**Direction:** Transcribe the lines of the records starting with the one that has "leg, one per instance" in it and ending with the last, and transcribe nothing else.

**Materials provided:**
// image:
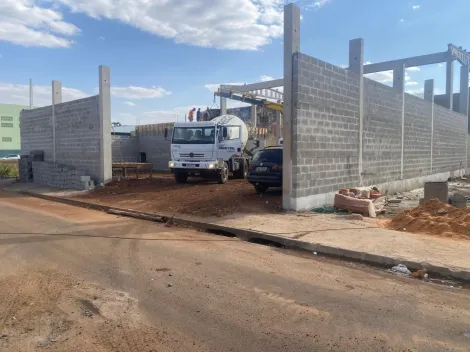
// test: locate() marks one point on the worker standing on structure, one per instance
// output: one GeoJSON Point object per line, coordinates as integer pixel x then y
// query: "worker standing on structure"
{"type": "Point", "coordinates": [191, 114]}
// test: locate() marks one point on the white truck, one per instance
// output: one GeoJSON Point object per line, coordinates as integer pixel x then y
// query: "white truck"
{"type": "Point", "coordinates": [209, 149]}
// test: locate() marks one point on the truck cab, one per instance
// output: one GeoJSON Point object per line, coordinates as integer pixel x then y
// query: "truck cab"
{"type": "Point", "coordinates": [209, 149]}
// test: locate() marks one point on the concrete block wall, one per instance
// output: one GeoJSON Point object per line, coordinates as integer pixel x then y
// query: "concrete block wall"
{"type": "Point", "coordinates": [36, 130]}
{"type": "Point", "coordinates": [60, 176]}
{"type": "Point", "coordinates": [450, 140]}
{"type": "Point", "coordinates": [382, 133]}
{"type": "Point", "coordinates": [418, 136]}
{"type": "Point", "coordinates": [152, 141]}
{"type": "Point", "coordinates": [325, 125]}
{"type": "Point", "coordinates": [125, 149]}
{"type": "Point", "coordinates": [326, 135]}
{"type": "Point", "coordinates": [78, 134]}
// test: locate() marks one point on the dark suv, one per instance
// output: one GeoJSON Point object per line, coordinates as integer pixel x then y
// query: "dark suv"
{"type": "Point", "coordinates": [266, 169]}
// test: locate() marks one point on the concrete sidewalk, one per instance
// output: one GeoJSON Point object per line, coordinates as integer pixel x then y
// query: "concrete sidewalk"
{"type": "Point", "coordinates": [327, 234]}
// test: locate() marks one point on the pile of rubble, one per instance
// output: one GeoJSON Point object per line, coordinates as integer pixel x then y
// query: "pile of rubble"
{"type": "Point", "coordinates": [368, 202]}
{"type": "Point", "coordinates": [434, 218]}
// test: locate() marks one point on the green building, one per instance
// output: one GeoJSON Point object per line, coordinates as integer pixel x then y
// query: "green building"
{"type": "Point", "coordinates": [10, 129]}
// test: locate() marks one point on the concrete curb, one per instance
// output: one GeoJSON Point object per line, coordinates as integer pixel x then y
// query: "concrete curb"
{"type": "Point", "coordinates": [250, 235]}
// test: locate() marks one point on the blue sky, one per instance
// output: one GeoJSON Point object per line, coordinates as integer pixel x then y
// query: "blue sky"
{"type": "Point", "coordinates": [167, 55]}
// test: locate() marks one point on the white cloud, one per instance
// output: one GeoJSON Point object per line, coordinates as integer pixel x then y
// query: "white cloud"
{"type": "Point", "coordinates": [213, 87]}
{"type": "Point", "coordinates": [172, 115]}
{"type": "Point", "coordinates": [265, 78]}
{"type": "Point", "coordinates": [42, 95]}
{"type": "Point", "coordinates": [318, 4]}
{"type": "Point", "coordinates": [234, 24]}
{"type": "Point", "coordinates": [381, 77]}
{"type": "Point", "coordinates": [126, 119]}
{"type": "Point", "coordinates": [135, 93]}
{"type": "Point", "coordinates": [386, 77]}
{"type": "Point", "coordinates": [25, 23]}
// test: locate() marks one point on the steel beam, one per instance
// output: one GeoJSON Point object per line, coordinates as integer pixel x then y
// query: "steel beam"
{"type": "Point", "coordinates": [408, 62]}
{"type": "Point", "coordinates": [257, 86]}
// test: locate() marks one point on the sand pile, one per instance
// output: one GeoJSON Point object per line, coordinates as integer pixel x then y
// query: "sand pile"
{"type": "Point", "coordinates": [434, 218]}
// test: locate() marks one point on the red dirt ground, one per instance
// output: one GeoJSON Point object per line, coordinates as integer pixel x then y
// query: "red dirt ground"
{"type": "Point", "coordinates": [204, 198]}
{"type": "Point", "coordinates": [434, 218]}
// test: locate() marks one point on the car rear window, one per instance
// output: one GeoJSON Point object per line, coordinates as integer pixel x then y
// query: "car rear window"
{"type": "Point", "coordinates": [273, 156]}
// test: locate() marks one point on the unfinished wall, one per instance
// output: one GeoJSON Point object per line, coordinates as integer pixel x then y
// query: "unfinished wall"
{"type": "Point", "coordinates": [155, 145]}
{"type": "Point", "coordinates": [78, 133]}
{"type": "Point", "coordinates": [36, 130]}
{"type": "Point", "coordinates": [60, 176]}
{"type": "Point", "coordinates": [325, 128]}
{"type": "Point", "coordinates": [382, 133]}
{"type": "Point", "coordinates": [449, 147]}
{"type": "Point", "coordinates": [326, 135]}
{"type": "Point", "coordinates": [125, 149]}
{"type": "Point", "coordinates": [418, 130]}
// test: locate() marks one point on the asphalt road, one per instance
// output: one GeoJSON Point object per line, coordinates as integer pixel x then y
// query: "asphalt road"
{"type": "Point", "coordinates": [73, 279]}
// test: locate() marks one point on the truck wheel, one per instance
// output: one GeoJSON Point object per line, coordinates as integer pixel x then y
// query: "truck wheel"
{"type": "Point", "coordinates": [243, 171]}
{"type": "Point", "coordinates": [181, 177]}
{"type": "Point", "coordinates": [223, 177]}
{"type": "Point", "coordinates": [261, 188]}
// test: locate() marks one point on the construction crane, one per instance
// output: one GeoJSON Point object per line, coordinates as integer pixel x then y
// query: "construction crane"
{"type": "Point", "coordinates": [249, 98]}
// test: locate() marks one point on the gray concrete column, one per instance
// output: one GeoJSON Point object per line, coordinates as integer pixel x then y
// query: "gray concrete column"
{"type": "Point", "coordinates": [356, 65]}
{"type": "Point", "coordinates": [278, 126]}
{"type": "Point", "coordinates": [105, 125]}
{"type": "Point", "coordinates": [223, 106]}
{"type": "Point", "coordinates": [399, 78]}
{"type": "Point", "coordinates": [429, 90]}
{"type": "Point", "coordinates": [463, 101]}
{"type": "Point", "coordinates": [399, 86]}
{"type": "Point", "coordinates": [429, 96]}
{"type": "Point", "coordinates": [56, 92]}
{"type": "Point", "coordinates": [254, 115]}
{"type": "Point", "coordinates": [291, 46]}
{"type": "Point", "coordinates": [56, 99]}
{"type": "Point", "coordinates": [450, 84]}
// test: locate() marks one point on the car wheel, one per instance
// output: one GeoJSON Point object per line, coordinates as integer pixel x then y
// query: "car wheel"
{"type": "Point", "coordinates": [181, 177]}
{"type": "Point", "coordinates": [245, 169]}
{"type": "Point", "coordinates": [261, 188]}
{"type": "Point", "coordinates": [223, 177]}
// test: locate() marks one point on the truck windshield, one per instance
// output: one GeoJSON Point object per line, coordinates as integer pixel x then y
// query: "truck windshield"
{"type": "Point", "coordinates": [194, 135]}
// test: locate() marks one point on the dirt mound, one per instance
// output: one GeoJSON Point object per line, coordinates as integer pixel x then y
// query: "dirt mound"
{"type": "Point", "coordinates": [434, 218]}
{"type": "Point", "coordinates": [47, 310]}
{"type": "Point", "coordinates": [204, 198]}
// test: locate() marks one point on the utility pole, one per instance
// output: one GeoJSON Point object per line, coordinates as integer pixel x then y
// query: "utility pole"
{"type": "Point", "coordinates": [30, 94]}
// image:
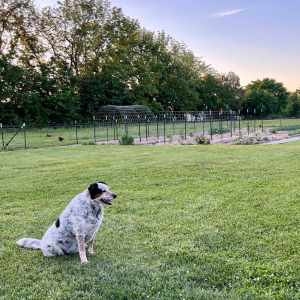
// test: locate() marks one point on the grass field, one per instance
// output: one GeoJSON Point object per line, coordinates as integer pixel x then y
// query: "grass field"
{"type": "Point", "coordinates": [190, 222]}
{"type": "Point", "coordinates": [36, 137]}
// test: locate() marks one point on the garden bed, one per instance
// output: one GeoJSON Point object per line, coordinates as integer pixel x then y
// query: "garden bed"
{"type": "Point", "coordinates": [217, 139]}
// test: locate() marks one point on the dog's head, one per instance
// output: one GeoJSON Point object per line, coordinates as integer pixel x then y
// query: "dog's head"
{"type": "Point", "coordinates": [101, 192]}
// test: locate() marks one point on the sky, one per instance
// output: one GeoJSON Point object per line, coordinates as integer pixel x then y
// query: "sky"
{"type": "Point", "coordinates": [255, 39]}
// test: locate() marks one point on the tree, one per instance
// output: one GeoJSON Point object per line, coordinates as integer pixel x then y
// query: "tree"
{"type": "Point", "coordinates": [269, 87]}
{"type": "Point", "coordinates": [293, 106]}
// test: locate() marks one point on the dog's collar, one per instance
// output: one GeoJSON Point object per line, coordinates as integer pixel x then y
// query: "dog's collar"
{"type": "Point", "coordinates": [96, 207]}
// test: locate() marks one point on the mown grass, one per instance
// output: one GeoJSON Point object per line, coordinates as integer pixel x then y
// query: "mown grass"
{"type": "Point", "coordinates": [190, 222]}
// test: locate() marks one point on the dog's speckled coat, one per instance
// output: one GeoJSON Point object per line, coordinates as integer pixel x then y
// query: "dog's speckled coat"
{"type": "Point", "coordinates": [77, 225]}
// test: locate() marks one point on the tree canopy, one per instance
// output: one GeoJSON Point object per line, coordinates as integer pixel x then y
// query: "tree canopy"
{"type": "Point", "coordinates": [62, 63]}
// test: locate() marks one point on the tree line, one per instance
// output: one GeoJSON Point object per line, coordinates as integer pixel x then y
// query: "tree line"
{"type": "Point", "coordinates": [62, 63]}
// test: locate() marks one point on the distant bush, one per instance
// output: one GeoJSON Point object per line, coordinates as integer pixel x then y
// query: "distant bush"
{"type": "Point", "coordinates": [89, 143]}
{"type": "Point", "coordinates": [126, 140]}
{"type": "Point", "coordinates": [217, 130]}
{"type": "Point", "coordinates": [294, 132]}
{"type": "Point", "coordinates": [288, 127]}
{"type": "Point", "coordinates": [201, 140]}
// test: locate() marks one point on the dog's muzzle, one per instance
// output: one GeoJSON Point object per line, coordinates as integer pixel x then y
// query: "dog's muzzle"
{"type": "Point", "coordinates": [108, 202]}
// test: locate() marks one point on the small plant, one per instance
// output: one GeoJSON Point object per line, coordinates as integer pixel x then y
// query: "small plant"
{"type": "Point", "coordinates": [182, 135]}
{"type": "Point", "coordinates": [294, 132]}
{"type": "Point", "coordinates": [89, 143]}
{"type": "Point", "coordinates": [201, 140]}
{"type": "Point", "coordinates": [242, 140]}
{"type": "Point", "coordinates": [217, 130]}
{"type": "Point", "coordinates": [126, 140]}
{"type": "Point", "coordinates": [170, 137]}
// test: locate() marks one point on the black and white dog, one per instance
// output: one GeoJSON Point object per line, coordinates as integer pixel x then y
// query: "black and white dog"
{"type": "Point", "coordinates": [77, 225]}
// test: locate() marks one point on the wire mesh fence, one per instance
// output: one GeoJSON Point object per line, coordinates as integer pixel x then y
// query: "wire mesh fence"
{"type": "Point", "coordinates": [162, 127]}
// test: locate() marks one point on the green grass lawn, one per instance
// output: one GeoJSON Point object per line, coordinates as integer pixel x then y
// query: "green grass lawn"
{"type": "Point", "coordinates": [190, 222]}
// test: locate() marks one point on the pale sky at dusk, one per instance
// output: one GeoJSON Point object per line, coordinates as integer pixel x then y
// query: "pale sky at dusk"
{"type": "Point", "coordinates": [255, 39]}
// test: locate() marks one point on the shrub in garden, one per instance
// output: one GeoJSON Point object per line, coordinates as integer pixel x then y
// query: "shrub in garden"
{"type": "Point", "coordinates": [126, 140]}
{"type": "Point", "coordinates": [201, 140]}
{"type": "Point", "coordinates": [217, 130]}
{"type": "Point", "coordinates": [89, 143]}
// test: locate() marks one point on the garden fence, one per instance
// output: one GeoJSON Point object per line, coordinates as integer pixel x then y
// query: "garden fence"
{"type": "Point", "coordinates": [166, 125]}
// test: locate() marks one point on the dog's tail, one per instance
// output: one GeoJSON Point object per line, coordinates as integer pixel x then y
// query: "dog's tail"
{"type": "Point", "coordinates": [30, 243]}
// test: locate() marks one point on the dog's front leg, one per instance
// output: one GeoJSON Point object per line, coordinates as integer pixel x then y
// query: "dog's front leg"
{"type": "Point", "coordinates": [90, 248]}
{"type": "Point", "coordinates": [81, 248]}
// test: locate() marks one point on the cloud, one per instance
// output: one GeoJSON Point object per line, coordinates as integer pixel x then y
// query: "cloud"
{"type": "Point", "coordinates": [227, 13]}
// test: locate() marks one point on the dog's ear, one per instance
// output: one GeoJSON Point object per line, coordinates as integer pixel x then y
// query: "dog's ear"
{"type": "Point", "coordinates": [93, 189]}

**The solution:**
// test: locate() marks one point on the dog's front leg, one per instance
// output: one GeoJSON Point object per line, coordinates as integer pixel x then y
// query: "dog's front leg"
{"type": "Point", "coordinates": [90, 248]}
{"type": "Point", "coordinates": [81, 248]}
// test: locate() marks one point on the cloud, one per instance
// output: one GeoJSON Point object per line, coordinates as integer pixel x then y
// query: "cloud"
{"type": "Point", "coordinates": [227, 13]}
// test: locate() marks one point on the dog's ear, one per instance
// output: one GeoJSON Point object per line, coordinates as integer pixel x then y
// query: "dog's ear"
{"type": "Point", "coordinates": [93, 189]}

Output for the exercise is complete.